# STATED EXERCISE
Format the lines of the entries below as a JSON list of strings, one string per line and no blank lines. Start at the line that contains "Can you find the white wall" and go through the end of the entries, including both ends.

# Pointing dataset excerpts

+++++

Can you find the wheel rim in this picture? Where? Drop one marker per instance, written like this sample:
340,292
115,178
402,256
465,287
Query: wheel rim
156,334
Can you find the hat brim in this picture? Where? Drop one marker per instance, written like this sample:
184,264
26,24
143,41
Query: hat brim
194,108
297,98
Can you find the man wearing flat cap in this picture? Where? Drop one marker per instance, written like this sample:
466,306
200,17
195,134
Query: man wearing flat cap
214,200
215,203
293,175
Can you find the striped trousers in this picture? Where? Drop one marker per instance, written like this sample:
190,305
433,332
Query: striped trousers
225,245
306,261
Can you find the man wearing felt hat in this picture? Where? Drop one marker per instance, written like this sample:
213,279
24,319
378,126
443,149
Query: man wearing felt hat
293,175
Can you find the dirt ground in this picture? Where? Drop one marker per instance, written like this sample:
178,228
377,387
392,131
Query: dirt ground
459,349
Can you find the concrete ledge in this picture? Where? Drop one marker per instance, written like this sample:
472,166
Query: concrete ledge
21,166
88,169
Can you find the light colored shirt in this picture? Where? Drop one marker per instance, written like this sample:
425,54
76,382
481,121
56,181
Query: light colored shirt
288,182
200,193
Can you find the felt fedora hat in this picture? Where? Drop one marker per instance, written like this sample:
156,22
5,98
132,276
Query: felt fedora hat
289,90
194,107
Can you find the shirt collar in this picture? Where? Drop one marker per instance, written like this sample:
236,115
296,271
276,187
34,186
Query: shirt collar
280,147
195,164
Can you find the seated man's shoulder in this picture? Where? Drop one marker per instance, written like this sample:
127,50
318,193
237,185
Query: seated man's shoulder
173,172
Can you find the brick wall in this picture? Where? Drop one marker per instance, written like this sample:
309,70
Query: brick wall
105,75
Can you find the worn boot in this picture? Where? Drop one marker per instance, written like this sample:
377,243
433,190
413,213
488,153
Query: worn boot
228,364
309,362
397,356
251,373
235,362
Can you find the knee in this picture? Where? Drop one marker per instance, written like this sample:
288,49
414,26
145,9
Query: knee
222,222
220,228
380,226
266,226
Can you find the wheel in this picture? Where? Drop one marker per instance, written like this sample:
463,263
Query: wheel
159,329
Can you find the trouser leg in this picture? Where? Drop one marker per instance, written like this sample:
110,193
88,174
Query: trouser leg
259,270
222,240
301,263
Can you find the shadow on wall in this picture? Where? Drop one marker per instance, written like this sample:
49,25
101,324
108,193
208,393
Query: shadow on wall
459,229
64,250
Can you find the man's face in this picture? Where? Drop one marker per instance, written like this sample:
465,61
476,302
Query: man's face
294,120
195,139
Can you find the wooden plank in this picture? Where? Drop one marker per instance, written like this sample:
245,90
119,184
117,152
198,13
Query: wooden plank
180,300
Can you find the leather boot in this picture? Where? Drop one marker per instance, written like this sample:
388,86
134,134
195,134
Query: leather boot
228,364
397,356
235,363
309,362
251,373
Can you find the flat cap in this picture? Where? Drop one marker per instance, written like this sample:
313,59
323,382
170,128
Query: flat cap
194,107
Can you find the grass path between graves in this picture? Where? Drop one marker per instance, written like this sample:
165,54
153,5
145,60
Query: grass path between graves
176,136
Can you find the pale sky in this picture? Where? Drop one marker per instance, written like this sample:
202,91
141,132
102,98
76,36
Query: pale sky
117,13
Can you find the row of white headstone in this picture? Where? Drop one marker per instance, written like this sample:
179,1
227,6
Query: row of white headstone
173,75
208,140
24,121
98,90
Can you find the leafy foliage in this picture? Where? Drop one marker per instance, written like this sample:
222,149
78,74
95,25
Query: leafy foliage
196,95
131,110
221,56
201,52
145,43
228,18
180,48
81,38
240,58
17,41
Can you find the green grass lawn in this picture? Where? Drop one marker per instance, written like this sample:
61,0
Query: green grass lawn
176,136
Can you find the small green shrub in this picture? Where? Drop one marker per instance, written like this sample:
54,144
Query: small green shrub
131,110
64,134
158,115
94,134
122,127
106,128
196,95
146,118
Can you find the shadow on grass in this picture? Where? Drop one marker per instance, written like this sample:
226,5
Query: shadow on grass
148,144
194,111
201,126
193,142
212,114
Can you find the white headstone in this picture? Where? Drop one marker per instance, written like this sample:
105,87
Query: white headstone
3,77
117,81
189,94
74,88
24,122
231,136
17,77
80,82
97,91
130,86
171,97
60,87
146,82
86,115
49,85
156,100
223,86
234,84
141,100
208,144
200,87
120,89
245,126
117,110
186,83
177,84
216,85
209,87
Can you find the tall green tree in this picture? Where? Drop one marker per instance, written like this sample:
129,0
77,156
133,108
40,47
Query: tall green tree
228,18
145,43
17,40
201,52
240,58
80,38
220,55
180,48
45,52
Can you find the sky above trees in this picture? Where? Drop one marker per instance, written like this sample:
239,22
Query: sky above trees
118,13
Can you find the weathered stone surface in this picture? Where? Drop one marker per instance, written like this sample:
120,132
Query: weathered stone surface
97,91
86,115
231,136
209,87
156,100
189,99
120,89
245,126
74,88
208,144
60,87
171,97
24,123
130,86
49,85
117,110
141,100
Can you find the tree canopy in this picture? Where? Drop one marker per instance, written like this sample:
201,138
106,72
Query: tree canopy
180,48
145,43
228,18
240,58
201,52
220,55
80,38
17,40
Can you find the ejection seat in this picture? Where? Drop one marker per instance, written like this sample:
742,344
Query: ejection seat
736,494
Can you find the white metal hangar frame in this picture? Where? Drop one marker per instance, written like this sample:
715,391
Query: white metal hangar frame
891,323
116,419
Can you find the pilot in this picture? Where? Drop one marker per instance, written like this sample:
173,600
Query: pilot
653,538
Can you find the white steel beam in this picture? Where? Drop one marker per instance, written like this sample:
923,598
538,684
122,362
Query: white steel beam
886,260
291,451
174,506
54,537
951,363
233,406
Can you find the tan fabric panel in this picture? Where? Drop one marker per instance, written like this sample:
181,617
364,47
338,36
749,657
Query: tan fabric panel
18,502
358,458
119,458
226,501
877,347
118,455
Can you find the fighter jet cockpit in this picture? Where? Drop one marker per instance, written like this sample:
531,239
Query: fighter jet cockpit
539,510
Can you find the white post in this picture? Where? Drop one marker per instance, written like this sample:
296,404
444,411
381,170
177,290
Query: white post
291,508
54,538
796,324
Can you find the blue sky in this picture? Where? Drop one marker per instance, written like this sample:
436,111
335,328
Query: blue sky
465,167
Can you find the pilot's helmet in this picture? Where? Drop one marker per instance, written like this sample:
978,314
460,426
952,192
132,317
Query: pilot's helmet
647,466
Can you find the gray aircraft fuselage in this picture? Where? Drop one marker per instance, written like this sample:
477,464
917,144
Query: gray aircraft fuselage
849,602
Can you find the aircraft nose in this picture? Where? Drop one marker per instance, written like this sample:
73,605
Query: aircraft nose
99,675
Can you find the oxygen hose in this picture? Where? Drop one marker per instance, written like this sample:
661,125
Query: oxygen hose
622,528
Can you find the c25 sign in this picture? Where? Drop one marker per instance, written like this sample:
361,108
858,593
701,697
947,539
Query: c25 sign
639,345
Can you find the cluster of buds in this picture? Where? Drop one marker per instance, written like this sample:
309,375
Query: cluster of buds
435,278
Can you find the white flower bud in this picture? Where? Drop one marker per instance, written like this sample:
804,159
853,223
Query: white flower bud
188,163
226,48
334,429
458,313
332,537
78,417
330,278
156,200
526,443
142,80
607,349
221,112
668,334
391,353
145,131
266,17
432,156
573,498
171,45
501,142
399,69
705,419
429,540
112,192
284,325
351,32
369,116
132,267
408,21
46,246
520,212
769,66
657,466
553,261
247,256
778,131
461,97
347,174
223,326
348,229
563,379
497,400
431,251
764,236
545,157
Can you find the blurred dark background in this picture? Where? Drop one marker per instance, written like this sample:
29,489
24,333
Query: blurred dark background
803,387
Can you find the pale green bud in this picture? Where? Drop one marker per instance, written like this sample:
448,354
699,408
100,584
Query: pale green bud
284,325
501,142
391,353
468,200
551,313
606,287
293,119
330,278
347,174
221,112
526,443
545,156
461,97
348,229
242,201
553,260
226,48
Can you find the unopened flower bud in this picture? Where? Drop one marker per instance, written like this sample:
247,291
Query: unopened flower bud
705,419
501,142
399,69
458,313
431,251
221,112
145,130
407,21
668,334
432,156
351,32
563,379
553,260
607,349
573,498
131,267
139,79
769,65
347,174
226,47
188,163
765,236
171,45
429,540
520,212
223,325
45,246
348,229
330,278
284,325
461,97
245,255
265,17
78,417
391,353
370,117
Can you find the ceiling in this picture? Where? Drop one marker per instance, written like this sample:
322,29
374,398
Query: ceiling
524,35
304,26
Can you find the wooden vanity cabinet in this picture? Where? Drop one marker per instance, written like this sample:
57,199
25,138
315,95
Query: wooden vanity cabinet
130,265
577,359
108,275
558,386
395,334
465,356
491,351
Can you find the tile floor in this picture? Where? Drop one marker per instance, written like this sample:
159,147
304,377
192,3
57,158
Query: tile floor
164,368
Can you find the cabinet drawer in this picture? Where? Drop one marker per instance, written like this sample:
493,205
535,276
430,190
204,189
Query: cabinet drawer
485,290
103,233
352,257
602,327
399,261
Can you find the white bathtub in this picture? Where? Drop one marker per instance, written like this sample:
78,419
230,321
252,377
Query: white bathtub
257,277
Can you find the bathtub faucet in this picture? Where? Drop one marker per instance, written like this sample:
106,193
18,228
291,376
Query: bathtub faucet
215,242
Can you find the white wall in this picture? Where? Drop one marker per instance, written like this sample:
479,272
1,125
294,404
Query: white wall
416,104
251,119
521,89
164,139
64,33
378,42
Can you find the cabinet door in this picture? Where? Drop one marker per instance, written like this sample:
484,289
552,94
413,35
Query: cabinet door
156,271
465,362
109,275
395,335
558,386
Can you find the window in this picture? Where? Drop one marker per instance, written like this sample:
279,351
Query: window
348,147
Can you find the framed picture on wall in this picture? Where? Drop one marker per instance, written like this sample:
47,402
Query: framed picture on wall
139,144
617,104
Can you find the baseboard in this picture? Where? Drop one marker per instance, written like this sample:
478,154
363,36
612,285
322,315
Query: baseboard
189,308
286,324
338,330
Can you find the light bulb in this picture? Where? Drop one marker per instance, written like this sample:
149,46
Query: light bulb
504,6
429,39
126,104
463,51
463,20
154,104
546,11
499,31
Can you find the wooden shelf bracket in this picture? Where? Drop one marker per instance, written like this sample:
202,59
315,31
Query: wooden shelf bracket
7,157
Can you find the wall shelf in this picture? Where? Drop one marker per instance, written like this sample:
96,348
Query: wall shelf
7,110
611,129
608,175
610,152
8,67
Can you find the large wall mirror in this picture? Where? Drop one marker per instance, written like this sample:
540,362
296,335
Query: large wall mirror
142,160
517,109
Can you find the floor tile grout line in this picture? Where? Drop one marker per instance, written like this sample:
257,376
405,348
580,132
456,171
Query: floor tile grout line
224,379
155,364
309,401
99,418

+++++

# IN RESPONSE
[
  "Can you find the white wall in this picture? Where? Drop one marker per instance, written like this sample:",
  "479,272",
  "1,125",
  "294,404",
  "Query: white wall",
  "416,104",
  "251,119",
  "521,89",
  "164,139",
  "64,33",
  "378,42",
  "Can you find the cabinet door in this picture? Where? Drop one marker per instance, written like this sample:",
  "484,289",
  "552,94",
  "413,35",
  "Query: cabinet door",
  "156,271",
  "465,362",
  "109,275",
  "395,335",
  "558,386",
  "Can you find the window in this picture? Where? Drop one marker per instance, written like this sample:",
  "279,351",
  "Query: window",
  "348,147",
  "Can you find the framed picture on wall in this picture? Where? Drop one marker per instance, written like this sample:",
  "47,402",
  "Query: framed picture on wall",
  "139,144",
  "617,104",
  "Can you find the baseboard in this picture? Where? Drop one marker per instance, written like this sample:",
  "478,154",
  "363,36",
  "612,285",
  "322,315",
  "Query: baseboard",
  "189,308",
  "286,324",
  "338,330",
  "Can you find the light bulb in this picture? Where? Drop one marker per instance, written like this sample:",
  "149,46",
  "Query: light bulb",
  "504,6",
  "429,39",
  "126,104",
  "463,51",
  "463,20",
  "154,104",
  "546,11",
  "499,31",
  "Can you find the wooden shelf bracket in this picture? Where? Drop one marker per instance, written like this sample:",
  "202,59",
  "315,31",
  "Query: wooden shelf bracket",
  "7,157",
  "Can you find the wall shelf in this picture? Where? Drop one marker per instance, written like this sample:",
  "96,348",
  "Query: wall shelf",
  "7,110",
  "611,129",
  "608,175",
  "610,152",
  "8,67",
  "Can you find the large wall mirror in this picture? Where? Drop one marker per instance, written like this sample:",
  "540,362",
  "296,335",
  "Query: large wall mirror",
  "142,160",
  "517,109",
  "Can you find the floor tile grout line in this picture? Where? Drop one marker per instance, written like this sample:",
  "257,376",
  "405,348",
  "580,132",
  "456,171",
  "Query: floor tile grout line",
  "224,379",
  "155,364",
  "309,401",
  "99,418"
]